--- INSTRUCTIONS FOR THE TASK ---
Whenever a line of the material contains the string "dish", it should be copied.

--- SUPPLIED DATA ---
--

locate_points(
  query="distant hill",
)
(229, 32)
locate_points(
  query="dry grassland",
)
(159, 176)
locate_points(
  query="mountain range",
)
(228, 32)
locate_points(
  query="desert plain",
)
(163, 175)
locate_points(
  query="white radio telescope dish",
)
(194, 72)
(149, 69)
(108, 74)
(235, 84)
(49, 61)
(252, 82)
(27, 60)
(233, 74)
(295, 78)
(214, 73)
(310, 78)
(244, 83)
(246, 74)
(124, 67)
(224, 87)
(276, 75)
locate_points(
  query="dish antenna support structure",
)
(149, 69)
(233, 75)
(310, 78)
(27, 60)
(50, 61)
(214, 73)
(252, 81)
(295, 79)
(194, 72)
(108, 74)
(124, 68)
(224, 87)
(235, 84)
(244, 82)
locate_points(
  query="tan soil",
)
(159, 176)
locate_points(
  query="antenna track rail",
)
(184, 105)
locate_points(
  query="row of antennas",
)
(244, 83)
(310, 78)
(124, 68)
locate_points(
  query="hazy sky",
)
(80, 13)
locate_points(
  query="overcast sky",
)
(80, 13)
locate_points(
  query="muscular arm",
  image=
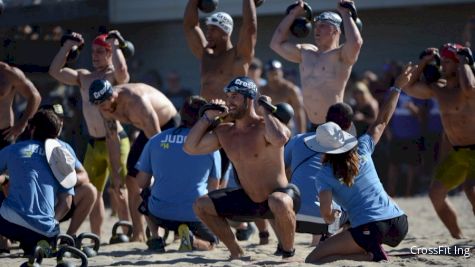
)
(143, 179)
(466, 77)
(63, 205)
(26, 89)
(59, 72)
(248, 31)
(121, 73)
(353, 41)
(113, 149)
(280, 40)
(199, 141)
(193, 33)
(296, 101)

--

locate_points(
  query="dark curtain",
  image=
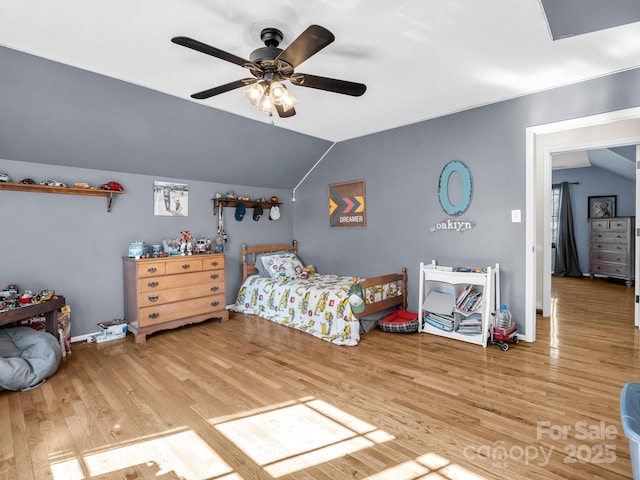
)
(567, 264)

--

--- FINISHED TASK ---
  query="white radio telescope dish",
  query="dish antenna support structure",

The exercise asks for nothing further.